Saved entries
* * * * *

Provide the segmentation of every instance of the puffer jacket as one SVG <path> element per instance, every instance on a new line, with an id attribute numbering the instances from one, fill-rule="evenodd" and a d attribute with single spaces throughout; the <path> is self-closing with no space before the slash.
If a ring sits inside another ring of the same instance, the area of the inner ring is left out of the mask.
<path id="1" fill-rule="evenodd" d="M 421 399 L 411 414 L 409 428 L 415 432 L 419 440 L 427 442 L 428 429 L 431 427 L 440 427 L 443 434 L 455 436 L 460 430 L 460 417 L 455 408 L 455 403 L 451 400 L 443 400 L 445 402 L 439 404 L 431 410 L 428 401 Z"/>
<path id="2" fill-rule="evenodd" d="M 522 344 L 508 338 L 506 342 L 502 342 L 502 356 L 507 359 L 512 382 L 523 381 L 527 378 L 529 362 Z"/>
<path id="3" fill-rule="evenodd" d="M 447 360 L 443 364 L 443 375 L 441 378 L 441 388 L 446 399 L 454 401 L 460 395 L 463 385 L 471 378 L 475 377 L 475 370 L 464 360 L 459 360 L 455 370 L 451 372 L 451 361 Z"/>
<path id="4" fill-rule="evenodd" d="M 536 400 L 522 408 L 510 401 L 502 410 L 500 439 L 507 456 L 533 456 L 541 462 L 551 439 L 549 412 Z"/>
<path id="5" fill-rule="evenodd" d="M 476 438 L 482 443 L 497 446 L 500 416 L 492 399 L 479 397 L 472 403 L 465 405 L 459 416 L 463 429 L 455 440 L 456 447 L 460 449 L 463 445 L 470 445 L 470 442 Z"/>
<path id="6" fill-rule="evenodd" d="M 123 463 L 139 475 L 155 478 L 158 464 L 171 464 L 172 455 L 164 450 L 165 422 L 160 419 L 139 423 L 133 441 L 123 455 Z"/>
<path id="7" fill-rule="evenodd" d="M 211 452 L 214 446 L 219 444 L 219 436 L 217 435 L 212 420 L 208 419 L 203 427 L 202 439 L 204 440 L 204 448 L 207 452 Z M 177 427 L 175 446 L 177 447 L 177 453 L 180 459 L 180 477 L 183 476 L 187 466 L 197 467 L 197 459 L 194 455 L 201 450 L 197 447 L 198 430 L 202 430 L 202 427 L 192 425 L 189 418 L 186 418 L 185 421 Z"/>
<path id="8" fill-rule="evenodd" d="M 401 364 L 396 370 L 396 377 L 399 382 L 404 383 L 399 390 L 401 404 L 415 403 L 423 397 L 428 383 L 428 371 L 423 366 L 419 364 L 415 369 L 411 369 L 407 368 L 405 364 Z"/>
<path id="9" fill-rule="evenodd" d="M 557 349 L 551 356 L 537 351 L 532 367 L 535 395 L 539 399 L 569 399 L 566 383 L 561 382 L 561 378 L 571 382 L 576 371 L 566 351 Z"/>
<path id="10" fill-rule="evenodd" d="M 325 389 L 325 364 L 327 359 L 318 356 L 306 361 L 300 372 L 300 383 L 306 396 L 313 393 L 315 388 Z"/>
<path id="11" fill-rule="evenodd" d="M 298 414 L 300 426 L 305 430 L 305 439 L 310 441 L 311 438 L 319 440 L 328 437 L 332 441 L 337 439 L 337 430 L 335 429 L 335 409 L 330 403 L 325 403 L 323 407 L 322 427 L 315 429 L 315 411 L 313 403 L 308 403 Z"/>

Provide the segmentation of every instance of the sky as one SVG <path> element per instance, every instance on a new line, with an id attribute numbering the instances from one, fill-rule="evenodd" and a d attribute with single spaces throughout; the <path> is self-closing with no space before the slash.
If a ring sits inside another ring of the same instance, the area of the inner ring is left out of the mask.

* * * * *

**ASSIGNMENT:**
Copy all the records exactly so that no character differs from the source.

**FINAL ANSWER:**
Provide the segmentation of every instance of the puffer jacket as one SVG <path> element per instance, every instance on a new line, with an id attribute numbering the instances from one, fill-rule="evenodd" and a d attribute with single spaces throughout; the <path> is self-closing with no space before the slash.
If a ring sits inside another ring of the same instance, the area of the inner ring is left out of the mask.
<path id="1" fill-rule="evenodd" d="M 421 399 L 411 414 L 409 428 L 415 432 L 419 440 L 427 442 L 428 429 L 431 427 L 440 427 L 443 434 L 455 436 L 460 430 L 460 417 L 455 408 L 455 403 L 451 400 L 443 400 L 445 402 L 439 404 L 431 410 L 428 401 Z"/>
<path id="2" fill-rule="evenodd" d="M 522 344 L 508 338 L 506 342 L 502 342 L 502 356 L 507 359 L 512 382 L 523 381 L 527 378 L 529 362 Z"/>
<path id="3" fill-rule="evenodd" d="M 447 360 L 443 364 L 443 375 L 441 378 L 441 388 L 446 399 L 454 401 L 460 395 L 463 385 L 471 378 L 475 377 L 475 370 L 464 360 L 459 360 L 455 370 L 451 372 L 451 361 Z"/>
<path id="4" fill-rule="evenodd" d="M 536 400 L 522 408 L 510 401 L 502 410 L 500 439 L 507 456 L 533 456 L 541 462 L 551 439 L 549 412 Z"/>
<path id="5" fill-rule="evenodd" d="M 476 438 L 482 443 L 497 446 L 500 416 L 492 399 L 479 397 L 472 403 L 465 405 L 459 416 L 463 429 L 455 440 L 456 447 L 460 449 L 463 445 L 470 445 L 470 442 Z"/>
<path id="6" fill-rule="evenodd" d="M 123 463 L 139 475 L 155 478 L 158 464 L 171 464 L 172 455 L 164 450 L 165 422 L 160 419 L 139 423 L 133 441 L 123 455 Z"/>
<path id="7" fill-rule="evenodd" d="M 211 452 L 214 446 L 219 444 L 219 436 L 217 435 L 212 420 L 208 419 L 203 427 L 202 439 L 204 440 L 204 448 L 207 452 Z M 177 427 L 175 446 L 177 447 L 177 453 L 180 459 L 180 477 L 183 476 L 187 466 L 197 467 L 197 459 L 194 455 L 201 450 L 197 447 L 198 430 L 202 430 L 202 427 L 192 425 L 189 418 L 186 418 L 185 421 Z"/>
<path id="8" fill-rule="evenodd" d="M 401 364 L 396 370 L 396 377 L 399 382 L 404 383 L 399 390 L 401 404 L 415 403 L 423 397 L 428 383 L 428 371 L 423 366 L 419 364 L 415 369 L 411 369 L 407 368 L 405 364 Z"/>
<path id="9" fill-rule="evenodd" d="M 557 349 L 551 356 L 537 351 L 532 367 L 535 395 L 539 399 L 569 399 L 566 383 L 561 382 L 561 378 L 571 382 L 576 371 L 566 351 Z"/>
<path id="10" fill-rule="evenodd" d="M 325 389 L 325 364 L 327 359 L 318 356 L 306 361 L 300 372 L 300 383 L 306 396 L 313 393 L 315 388 Z"/>
<path id="11" fill-rule="evenodd" d="M 298 414 L 300 426 L 305 430 L 305 439 L 310 441 L 311 438 L 319 440 L 328 437 L 332 441 L 337 439 L 337 430 L 335 429 L 335 409 L 330 403 L 325 403 L 323 407 L 322 427 L 315 429 L 315 411 L 313 403 L 308 403 Z"/>

Provide the segmentation of every instance of the sky as one SVG <path> element per instance, every instance on a new line, with an id attribute numbering the instances from one, fill-rule="evenodd" and a d attribute with single spaces throughout; the <path> is self-closing with no space before the slash.
If a ring sits inside another ring of the same instance, the area of the inner ring is left out of the mask.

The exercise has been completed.